-- Excerpt provided --
SOURCE: Cran-Max

Cran-Max

December 17, 2014 13:46 ET

Cran-Max PACs More Punch for UTI Prevention

KEARNY, NJ--(Marketwired - Dec 17, 2014) - Urinary tract infections (UTI) are showing up in some unusual places. From chicken to fashion magazines, the prevalence of this persistent health problem is growing for 60 percent of women (and 12 percent of men). While sage advice holds that cranberry juice or cranberry supplements help prevent UTIs that counsel may be too vague to fight off UTIs in the ever-expanding atmosphere of antibiotic resistance. Yet, there is a specific active ingredient in cranberries that has been identified to prevent bacteria from adhering to the bladder wall, particularly E. coli, called A-type proanthocyanidins (PACs), which is found in the clinically studied Cran-Max cranberry ingredient.

"When it comes to using cranberries for UTI prevention women especially need to get more savvy," said Sherry Torkos, holistic pharmacist and author of more than a dozen books on natural health and healing. "Drinking cranberry juice can be counterproductive to preventing UTIs because these juices are loaded with sugar. Concentrated cranberry supplements are more effective, but only if they have a high concentration of PACs."

A recently published study proved that the cranberry ingredient, Cran-Max has very high concentrations of proanthocyanidin, up to 55-60 mg (in one 500-milligram capsule), and has been proven to prevent bacteria from sticking to the wall of the urinary tract. PACs are potent antioxidants, and are the active component in cranberries that inhibit bacteria from attaching to the bladder wall. PACs also have the ability to create the formation of new, healthy collagen, which has a youth-enhancing effect that keeps internal organs and skin more youthful.

-- Work required --
Continue the Cran-Max press release on urinary tract infections from its final paragraph onward. The lines placed after the Cran-Max press release have no role in this work.

-- Given entries --
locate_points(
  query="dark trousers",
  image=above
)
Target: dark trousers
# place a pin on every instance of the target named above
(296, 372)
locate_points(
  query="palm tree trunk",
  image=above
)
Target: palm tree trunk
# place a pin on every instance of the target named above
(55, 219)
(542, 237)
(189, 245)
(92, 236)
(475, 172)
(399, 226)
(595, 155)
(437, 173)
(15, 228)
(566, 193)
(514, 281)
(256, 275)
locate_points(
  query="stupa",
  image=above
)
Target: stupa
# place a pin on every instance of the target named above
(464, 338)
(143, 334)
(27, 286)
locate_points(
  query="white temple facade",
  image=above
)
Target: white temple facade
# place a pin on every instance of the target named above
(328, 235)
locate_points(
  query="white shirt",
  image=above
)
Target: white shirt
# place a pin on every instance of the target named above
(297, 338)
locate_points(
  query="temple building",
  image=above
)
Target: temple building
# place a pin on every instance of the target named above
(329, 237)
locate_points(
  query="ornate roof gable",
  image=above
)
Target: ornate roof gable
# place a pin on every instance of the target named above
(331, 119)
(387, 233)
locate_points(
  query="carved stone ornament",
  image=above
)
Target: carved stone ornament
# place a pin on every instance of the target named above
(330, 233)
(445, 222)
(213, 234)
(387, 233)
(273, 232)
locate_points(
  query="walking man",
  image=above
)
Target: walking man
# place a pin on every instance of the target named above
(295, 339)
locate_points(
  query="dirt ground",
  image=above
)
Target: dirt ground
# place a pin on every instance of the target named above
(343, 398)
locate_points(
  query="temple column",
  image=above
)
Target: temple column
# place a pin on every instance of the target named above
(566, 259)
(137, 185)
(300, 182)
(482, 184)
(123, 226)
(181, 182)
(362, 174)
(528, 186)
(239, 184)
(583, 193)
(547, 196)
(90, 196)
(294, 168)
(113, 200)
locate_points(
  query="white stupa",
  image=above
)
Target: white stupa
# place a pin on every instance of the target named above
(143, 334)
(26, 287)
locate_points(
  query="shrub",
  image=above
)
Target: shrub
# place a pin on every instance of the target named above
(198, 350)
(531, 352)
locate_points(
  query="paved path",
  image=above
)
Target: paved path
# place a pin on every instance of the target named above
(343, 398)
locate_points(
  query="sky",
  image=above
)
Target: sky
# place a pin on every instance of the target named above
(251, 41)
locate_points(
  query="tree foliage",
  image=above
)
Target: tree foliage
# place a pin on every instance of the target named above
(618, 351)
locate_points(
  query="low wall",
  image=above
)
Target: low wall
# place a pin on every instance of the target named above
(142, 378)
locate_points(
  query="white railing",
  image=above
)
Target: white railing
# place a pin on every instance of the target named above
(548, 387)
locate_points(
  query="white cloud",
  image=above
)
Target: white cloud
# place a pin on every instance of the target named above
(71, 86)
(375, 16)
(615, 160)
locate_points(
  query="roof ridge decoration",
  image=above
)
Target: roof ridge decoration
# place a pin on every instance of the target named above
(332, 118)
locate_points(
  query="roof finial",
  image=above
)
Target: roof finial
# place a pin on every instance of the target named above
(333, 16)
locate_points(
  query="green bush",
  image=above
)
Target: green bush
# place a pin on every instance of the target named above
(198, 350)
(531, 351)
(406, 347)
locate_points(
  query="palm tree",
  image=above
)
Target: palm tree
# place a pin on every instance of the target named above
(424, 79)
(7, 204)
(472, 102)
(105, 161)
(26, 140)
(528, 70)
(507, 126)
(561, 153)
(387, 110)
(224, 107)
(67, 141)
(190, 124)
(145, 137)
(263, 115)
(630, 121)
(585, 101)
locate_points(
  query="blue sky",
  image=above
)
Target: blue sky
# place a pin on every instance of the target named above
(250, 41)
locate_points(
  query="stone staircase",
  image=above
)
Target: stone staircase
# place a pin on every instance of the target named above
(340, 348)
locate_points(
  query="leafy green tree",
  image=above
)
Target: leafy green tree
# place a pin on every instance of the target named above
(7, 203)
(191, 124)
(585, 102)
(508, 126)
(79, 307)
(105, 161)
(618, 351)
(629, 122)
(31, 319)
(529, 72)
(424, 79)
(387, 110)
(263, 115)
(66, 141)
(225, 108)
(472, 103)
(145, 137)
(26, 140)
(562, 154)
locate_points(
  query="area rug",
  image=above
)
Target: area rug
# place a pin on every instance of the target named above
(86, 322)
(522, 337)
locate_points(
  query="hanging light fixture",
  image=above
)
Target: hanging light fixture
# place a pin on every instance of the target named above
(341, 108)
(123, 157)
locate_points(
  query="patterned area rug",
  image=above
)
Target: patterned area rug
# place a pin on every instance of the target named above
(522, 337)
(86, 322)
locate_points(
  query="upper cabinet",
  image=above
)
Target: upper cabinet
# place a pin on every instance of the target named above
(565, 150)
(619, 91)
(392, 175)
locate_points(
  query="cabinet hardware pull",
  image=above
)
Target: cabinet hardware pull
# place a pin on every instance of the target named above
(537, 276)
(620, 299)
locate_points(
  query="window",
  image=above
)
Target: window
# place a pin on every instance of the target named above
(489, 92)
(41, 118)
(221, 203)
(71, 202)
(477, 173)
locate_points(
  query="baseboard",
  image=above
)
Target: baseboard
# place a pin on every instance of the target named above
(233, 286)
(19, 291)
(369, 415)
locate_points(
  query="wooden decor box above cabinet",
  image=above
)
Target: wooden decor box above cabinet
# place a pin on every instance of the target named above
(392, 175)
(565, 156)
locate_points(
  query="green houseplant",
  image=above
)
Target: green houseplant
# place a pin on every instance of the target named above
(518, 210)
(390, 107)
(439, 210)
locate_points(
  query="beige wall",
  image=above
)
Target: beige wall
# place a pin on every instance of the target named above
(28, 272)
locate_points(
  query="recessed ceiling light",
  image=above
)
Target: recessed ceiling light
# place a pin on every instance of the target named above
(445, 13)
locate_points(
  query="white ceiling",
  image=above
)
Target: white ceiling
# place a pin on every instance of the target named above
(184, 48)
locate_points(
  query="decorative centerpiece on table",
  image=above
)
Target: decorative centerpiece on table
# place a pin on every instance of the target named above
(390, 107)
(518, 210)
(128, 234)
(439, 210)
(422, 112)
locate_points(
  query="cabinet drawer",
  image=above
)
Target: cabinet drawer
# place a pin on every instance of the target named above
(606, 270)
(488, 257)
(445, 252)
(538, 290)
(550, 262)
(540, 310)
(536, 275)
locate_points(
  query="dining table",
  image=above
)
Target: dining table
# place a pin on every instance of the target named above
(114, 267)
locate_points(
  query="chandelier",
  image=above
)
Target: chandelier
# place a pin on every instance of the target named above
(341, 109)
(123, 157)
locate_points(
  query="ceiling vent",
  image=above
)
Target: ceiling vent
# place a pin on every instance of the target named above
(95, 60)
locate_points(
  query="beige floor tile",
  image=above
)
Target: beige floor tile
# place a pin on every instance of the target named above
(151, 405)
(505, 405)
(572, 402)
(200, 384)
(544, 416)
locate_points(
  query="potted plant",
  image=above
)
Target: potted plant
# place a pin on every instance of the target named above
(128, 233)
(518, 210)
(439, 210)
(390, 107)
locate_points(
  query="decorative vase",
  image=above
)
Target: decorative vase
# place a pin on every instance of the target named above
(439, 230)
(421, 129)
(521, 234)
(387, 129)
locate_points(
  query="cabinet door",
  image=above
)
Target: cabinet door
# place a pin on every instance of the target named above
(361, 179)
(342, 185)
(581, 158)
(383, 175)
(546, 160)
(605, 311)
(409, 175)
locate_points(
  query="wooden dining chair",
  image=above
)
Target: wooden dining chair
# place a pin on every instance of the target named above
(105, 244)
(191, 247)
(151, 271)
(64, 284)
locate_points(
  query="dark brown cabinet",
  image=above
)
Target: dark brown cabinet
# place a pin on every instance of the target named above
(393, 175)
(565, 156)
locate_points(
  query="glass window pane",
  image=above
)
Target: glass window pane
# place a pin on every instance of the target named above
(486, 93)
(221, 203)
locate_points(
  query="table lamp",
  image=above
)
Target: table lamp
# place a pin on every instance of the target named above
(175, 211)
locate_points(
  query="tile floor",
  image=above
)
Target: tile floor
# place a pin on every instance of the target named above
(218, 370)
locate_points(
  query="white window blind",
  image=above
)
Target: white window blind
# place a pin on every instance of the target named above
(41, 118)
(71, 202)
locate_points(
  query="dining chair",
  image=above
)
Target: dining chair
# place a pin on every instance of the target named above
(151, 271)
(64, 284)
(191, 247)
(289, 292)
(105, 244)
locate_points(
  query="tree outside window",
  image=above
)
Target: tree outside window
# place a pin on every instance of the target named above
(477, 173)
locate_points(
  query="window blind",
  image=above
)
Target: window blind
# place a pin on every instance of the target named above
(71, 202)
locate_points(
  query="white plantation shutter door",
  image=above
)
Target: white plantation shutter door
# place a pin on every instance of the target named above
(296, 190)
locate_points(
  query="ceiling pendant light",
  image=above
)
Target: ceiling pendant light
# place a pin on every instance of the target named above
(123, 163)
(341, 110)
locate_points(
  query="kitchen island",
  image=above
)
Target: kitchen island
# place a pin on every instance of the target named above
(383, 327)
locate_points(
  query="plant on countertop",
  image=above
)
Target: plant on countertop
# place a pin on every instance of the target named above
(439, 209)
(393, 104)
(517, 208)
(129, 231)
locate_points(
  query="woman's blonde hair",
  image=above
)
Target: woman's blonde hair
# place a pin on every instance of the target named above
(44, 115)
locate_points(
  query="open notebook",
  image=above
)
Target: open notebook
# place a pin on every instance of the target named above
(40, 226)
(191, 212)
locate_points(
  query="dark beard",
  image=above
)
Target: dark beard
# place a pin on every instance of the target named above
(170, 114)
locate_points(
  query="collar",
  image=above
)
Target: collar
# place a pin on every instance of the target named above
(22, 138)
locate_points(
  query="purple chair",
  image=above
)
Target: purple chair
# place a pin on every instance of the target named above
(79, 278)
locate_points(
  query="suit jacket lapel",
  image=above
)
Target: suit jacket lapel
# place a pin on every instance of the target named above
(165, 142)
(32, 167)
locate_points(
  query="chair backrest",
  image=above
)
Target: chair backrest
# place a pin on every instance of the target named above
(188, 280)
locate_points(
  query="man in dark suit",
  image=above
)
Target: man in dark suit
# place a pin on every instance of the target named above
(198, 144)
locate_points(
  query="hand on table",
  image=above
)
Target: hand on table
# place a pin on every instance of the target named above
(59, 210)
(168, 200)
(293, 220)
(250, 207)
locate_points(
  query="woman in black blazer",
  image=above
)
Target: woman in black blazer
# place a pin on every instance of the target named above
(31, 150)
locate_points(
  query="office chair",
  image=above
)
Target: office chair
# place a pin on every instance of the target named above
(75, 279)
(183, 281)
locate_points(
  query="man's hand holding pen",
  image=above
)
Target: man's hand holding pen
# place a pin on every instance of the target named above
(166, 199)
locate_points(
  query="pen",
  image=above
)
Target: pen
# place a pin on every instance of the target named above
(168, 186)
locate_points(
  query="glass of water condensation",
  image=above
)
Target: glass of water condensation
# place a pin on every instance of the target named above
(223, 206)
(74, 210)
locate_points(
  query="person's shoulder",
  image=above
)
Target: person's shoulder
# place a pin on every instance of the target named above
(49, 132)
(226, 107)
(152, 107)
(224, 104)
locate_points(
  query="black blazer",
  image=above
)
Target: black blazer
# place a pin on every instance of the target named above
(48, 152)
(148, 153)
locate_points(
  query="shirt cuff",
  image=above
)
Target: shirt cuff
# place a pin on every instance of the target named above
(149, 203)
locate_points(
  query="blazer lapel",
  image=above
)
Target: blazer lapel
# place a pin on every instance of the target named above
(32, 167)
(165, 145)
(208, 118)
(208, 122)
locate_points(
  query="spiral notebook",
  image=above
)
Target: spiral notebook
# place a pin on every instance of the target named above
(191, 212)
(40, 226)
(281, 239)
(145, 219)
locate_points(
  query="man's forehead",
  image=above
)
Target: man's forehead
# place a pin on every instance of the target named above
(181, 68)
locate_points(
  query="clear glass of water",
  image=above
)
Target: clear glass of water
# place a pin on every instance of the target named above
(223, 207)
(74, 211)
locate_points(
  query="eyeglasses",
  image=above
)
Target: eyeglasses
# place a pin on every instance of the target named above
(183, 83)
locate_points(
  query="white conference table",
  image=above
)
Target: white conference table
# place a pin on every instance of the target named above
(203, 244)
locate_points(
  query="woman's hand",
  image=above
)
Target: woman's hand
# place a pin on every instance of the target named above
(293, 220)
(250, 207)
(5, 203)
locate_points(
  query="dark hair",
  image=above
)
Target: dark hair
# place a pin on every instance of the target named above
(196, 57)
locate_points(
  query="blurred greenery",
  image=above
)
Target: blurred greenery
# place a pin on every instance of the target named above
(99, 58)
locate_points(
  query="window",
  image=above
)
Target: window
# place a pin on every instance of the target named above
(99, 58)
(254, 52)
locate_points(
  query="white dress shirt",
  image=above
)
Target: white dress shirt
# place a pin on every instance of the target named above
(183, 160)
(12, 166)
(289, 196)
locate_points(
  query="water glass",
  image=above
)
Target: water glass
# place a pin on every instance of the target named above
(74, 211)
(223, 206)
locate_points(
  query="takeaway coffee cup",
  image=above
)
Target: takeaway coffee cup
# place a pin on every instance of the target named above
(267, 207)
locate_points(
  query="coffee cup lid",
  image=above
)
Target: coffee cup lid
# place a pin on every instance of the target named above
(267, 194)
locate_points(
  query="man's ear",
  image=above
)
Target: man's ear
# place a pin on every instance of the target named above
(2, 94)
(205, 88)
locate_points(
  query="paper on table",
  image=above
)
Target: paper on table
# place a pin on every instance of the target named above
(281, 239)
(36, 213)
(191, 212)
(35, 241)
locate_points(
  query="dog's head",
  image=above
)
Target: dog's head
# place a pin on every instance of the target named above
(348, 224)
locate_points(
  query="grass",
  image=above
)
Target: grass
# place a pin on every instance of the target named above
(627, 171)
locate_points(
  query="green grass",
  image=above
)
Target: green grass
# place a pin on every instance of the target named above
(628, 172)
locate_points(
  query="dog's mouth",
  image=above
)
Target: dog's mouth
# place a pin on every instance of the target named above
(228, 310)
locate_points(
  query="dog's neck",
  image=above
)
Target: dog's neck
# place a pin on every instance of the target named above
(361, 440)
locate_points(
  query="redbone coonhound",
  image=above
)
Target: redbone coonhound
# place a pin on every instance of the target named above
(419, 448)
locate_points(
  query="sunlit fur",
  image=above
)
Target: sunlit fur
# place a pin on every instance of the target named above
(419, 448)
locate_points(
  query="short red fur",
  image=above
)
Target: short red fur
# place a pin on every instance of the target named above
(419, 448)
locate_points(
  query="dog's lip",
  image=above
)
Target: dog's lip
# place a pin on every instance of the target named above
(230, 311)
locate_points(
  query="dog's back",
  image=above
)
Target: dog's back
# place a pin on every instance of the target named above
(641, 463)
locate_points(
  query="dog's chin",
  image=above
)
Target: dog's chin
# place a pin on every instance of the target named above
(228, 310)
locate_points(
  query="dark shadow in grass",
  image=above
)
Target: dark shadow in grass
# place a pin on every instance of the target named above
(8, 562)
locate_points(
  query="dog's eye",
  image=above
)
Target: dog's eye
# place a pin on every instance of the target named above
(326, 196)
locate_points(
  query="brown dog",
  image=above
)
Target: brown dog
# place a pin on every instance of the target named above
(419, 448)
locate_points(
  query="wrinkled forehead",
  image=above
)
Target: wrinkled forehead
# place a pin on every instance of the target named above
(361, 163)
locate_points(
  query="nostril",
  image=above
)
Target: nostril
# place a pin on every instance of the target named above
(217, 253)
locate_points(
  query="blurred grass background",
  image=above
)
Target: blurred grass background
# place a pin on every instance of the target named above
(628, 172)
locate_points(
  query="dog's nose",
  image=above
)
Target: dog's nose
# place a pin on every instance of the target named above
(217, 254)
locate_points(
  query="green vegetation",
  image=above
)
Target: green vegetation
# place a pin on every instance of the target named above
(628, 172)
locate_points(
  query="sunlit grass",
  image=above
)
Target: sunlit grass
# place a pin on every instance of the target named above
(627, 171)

-- Task result --
"Cranberries do not actually kill bacteria in the urinary tract, but they can prevent bacteria from attaching to the urinary tract walls, which is why the number of PACs present in the cranberry supplement is significant," said Torkos. "You will not get the level of PACs found in Cran-Max in cranberry juice or most other cranberry supplements."

A peer-reviewed study published in the Journal of Antimicrobial Chemotherapy compared the effects of a commonly prescribed antibiotic to Cran-Max in women with reoccurring UTIs and found that Cran-Max was comparable to an antibiotic for UTI prevention. The study showed that taking one, 500-milligram dose of Cran-Max, starts working immediately on the UTI, in contrast to other cranberry supplements that need to be taken for a longer period of time before your system can respond.

Cran-Max is a concentrated form of raw cranberries that contains its fruit, seed, skin and juice. It is the most widely studied cranberry supplement, the first to be supported by scientific studies and has been clinically proven effective with severe cases of UTIs. No negative side effects of Cran-Max have been reported (www.cranmaxinfo.com).